[start Stored data]

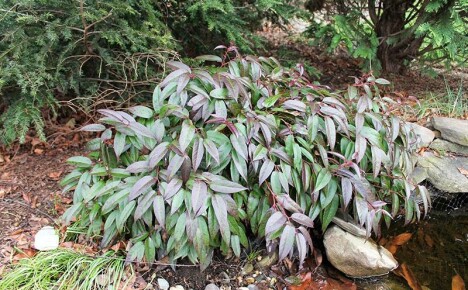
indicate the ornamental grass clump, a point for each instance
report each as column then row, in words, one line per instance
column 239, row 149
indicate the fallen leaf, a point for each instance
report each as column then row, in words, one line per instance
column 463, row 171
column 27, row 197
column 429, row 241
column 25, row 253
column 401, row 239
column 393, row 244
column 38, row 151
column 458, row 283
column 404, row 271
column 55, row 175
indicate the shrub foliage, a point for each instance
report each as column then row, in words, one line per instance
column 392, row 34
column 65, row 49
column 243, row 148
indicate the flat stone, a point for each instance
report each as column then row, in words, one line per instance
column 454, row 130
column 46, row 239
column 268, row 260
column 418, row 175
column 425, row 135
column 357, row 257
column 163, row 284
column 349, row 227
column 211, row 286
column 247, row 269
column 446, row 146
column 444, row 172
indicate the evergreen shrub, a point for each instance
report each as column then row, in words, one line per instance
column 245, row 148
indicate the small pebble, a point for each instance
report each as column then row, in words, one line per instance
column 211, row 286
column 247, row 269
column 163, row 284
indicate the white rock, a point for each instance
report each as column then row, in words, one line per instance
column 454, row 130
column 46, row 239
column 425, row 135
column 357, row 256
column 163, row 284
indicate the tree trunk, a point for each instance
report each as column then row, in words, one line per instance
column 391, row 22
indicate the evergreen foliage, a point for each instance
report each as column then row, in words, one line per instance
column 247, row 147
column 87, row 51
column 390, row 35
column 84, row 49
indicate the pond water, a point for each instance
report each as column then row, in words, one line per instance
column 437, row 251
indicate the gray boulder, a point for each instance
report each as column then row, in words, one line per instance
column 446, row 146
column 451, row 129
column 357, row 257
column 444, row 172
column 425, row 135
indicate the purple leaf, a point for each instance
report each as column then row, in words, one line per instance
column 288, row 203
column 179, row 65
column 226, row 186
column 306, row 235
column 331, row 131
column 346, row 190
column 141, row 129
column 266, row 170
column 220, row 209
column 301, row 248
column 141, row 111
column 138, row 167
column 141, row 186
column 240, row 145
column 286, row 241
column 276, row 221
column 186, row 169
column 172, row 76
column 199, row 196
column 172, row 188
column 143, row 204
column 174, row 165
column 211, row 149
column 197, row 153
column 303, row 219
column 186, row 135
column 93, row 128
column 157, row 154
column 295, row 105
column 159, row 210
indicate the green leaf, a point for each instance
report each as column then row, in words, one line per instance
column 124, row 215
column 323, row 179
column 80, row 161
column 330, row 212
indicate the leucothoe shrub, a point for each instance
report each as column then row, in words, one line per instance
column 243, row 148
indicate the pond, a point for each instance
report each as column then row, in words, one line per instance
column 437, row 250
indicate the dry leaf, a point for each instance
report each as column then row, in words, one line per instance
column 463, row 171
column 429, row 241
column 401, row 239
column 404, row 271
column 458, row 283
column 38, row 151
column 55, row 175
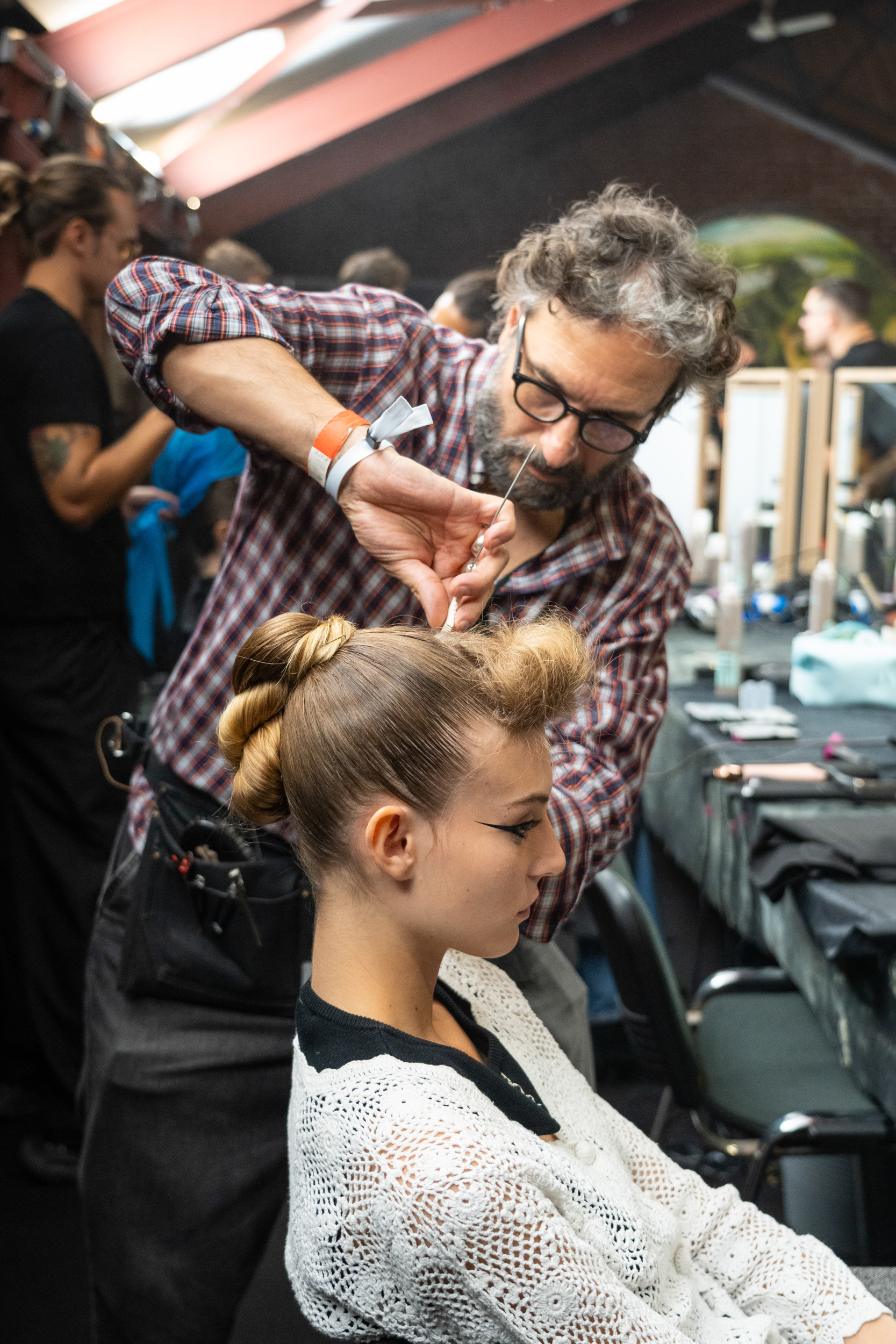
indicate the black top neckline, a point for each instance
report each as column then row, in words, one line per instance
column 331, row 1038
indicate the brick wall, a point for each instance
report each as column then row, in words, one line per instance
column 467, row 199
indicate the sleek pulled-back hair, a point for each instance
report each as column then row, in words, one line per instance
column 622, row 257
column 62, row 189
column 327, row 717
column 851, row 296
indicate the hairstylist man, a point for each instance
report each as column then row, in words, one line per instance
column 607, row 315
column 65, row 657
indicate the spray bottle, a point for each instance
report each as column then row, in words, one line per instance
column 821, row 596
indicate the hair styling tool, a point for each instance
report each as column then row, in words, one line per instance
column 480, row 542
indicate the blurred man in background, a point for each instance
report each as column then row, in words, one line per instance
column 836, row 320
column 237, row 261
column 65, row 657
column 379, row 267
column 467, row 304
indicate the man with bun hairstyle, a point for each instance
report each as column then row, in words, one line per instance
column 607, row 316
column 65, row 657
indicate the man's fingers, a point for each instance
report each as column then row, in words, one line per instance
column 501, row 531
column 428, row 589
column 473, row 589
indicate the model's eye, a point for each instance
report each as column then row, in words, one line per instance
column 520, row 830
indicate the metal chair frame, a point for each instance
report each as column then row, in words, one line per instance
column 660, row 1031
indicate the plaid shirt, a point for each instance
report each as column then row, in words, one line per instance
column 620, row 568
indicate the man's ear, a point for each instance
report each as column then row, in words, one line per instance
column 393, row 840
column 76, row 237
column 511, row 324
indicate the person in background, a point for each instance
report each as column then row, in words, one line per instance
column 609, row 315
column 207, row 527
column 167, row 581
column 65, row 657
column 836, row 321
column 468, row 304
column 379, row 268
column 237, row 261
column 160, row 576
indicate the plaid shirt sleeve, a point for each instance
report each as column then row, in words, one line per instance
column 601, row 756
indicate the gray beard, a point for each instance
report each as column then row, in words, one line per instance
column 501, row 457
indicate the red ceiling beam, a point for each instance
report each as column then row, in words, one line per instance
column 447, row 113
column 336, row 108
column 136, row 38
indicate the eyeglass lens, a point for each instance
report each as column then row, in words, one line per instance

[end Stored data]

Written exercise: What are the lines from the one containing "indicate the eyeglass" through the end of the records? Write them out exactly.

Solution to the problem:
indicate the eyeglass lens, a point for each instance
report each as column then row, in words, one line per instance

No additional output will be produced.